Segment Open
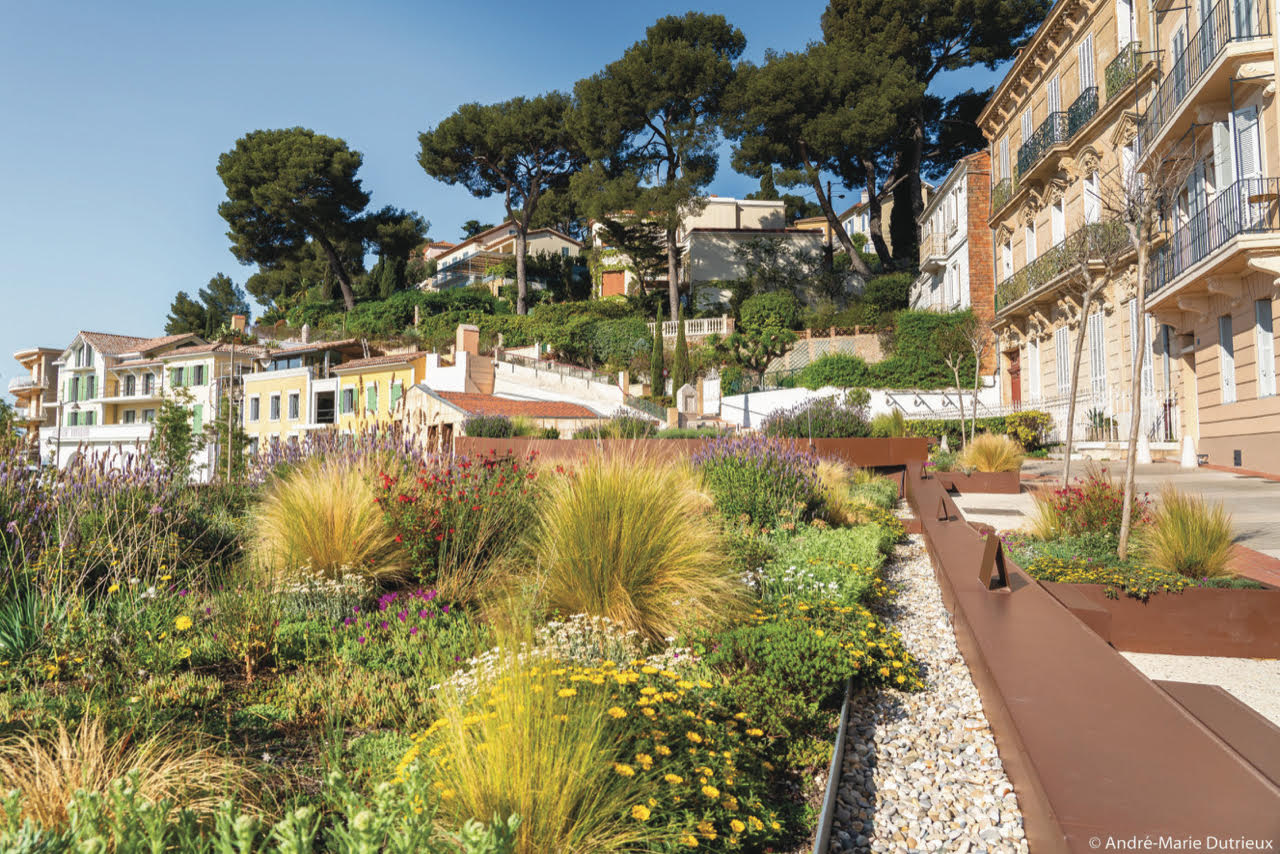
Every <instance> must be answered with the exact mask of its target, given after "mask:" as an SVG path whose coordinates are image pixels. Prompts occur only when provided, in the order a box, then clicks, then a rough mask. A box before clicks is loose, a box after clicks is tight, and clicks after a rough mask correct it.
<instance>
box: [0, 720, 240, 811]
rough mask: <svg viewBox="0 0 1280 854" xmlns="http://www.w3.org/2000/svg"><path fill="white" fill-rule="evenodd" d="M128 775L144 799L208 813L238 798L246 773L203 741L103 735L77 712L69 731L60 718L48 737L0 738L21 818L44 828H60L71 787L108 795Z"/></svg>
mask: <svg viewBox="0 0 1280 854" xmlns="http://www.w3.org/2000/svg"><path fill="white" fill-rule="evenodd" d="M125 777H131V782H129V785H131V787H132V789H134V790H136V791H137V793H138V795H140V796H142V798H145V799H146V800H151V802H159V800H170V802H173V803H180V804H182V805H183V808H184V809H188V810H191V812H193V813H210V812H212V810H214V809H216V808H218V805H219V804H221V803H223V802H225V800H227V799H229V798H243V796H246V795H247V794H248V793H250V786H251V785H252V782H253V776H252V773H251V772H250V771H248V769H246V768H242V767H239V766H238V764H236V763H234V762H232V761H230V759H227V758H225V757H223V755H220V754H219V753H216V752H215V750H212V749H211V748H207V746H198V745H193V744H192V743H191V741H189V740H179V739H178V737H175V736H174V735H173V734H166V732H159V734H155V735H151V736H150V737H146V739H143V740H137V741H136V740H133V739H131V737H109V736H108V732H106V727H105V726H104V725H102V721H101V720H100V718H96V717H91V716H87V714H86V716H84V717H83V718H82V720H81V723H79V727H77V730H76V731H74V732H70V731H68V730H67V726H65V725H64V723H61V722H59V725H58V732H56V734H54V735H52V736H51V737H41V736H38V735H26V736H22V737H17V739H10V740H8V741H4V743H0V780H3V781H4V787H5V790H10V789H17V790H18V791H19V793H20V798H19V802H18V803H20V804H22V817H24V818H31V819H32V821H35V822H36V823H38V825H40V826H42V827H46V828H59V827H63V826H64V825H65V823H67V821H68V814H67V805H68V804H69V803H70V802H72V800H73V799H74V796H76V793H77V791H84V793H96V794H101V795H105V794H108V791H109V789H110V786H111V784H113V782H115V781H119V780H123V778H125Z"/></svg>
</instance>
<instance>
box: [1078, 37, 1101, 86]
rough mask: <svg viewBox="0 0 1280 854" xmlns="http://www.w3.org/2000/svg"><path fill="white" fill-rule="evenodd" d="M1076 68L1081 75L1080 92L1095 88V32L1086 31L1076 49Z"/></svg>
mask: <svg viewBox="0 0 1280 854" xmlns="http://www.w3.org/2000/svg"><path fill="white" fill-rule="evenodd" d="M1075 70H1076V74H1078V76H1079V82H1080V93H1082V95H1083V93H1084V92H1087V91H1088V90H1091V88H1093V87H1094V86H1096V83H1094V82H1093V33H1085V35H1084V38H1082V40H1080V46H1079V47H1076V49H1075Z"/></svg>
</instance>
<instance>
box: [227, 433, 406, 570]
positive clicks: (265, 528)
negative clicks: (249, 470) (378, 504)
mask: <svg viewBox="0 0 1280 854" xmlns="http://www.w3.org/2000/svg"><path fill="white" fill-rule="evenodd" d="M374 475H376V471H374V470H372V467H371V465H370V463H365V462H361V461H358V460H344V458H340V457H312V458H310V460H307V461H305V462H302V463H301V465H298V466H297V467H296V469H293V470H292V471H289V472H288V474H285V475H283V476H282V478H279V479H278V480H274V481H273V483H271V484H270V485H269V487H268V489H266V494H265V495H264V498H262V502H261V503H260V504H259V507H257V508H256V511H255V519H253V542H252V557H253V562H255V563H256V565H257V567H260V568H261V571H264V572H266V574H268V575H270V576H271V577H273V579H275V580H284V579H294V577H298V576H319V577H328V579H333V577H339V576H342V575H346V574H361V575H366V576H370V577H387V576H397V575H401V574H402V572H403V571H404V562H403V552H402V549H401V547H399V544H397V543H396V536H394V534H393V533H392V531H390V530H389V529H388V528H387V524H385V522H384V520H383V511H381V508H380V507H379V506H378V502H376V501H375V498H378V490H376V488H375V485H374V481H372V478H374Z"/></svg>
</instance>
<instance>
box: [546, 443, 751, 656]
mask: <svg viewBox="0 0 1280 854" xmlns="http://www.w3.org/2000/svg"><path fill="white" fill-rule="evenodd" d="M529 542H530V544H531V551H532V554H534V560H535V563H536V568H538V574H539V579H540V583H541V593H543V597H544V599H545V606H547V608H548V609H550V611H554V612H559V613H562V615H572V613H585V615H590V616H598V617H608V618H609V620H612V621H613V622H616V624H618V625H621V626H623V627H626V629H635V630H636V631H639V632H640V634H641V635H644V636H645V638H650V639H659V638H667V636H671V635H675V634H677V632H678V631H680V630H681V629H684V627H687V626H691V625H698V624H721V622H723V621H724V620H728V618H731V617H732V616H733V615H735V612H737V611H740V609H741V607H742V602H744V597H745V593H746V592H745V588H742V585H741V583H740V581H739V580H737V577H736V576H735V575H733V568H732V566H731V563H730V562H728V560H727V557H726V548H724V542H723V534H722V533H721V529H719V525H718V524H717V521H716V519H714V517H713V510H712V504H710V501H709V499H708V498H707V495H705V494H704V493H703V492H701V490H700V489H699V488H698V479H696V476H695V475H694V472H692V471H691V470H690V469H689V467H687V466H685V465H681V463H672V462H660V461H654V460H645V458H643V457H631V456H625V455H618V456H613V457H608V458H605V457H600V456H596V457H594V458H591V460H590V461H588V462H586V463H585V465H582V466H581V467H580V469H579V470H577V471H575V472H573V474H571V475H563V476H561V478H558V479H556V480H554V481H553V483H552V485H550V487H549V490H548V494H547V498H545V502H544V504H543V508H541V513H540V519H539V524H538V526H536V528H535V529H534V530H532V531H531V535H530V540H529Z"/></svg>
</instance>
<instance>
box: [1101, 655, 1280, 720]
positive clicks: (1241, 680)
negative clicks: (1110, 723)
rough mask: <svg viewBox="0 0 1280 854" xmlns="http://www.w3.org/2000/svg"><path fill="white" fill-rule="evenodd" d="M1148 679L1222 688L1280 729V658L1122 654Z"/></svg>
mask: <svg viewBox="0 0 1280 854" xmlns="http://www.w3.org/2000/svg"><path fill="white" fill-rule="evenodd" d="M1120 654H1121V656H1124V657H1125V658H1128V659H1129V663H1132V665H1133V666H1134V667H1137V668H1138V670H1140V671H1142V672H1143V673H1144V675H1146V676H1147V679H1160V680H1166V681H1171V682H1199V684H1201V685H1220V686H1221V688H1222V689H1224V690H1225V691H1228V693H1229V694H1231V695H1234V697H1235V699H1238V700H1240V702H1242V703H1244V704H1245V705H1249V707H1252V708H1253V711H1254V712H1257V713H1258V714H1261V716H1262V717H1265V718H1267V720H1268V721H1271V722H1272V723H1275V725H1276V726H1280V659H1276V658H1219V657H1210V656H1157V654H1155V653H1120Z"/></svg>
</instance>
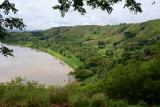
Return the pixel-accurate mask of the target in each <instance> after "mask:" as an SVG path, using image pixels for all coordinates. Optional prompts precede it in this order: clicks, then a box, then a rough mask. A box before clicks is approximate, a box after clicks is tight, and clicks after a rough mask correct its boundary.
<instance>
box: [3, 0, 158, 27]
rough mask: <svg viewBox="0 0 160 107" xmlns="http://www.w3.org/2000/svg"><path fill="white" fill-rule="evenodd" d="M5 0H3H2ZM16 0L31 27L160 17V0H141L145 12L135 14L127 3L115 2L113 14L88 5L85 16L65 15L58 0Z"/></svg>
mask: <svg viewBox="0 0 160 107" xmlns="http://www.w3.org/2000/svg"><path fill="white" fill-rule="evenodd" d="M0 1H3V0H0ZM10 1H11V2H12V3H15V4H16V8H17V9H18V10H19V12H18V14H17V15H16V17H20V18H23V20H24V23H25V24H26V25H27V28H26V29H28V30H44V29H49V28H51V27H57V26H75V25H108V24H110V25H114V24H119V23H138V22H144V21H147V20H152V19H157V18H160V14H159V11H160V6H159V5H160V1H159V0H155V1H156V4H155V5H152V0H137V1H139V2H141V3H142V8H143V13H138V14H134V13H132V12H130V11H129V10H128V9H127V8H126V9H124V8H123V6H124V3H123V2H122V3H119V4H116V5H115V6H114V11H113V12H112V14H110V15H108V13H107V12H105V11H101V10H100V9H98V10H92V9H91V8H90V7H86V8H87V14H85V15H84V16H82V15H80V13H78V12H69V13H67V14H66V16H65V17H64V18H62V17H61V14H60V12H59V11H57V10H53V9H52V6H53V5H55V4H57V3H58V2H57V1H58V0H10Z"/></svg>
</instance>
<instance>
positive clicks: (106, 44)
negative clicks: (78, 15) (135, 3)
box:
Segment Closed
About this exercise: The lines from the beginning of the listing above through the line holding "box: [0, 720, 240, 811]" are to be duplicated exactly, and the pictures omitted.

Solution for this exercise:
Every <instance> must be answered with the exact mask of its target, given after "mask:" as an SVG path whose coordinates are image pixels. Prompts occur only when provided, in the order a box, then clicks, then a rough mask. A box before clicks is loose, a box after clicks is tight, and clicks after a rough mask correct it.
<instance>
box: [0, 720, 240, 811]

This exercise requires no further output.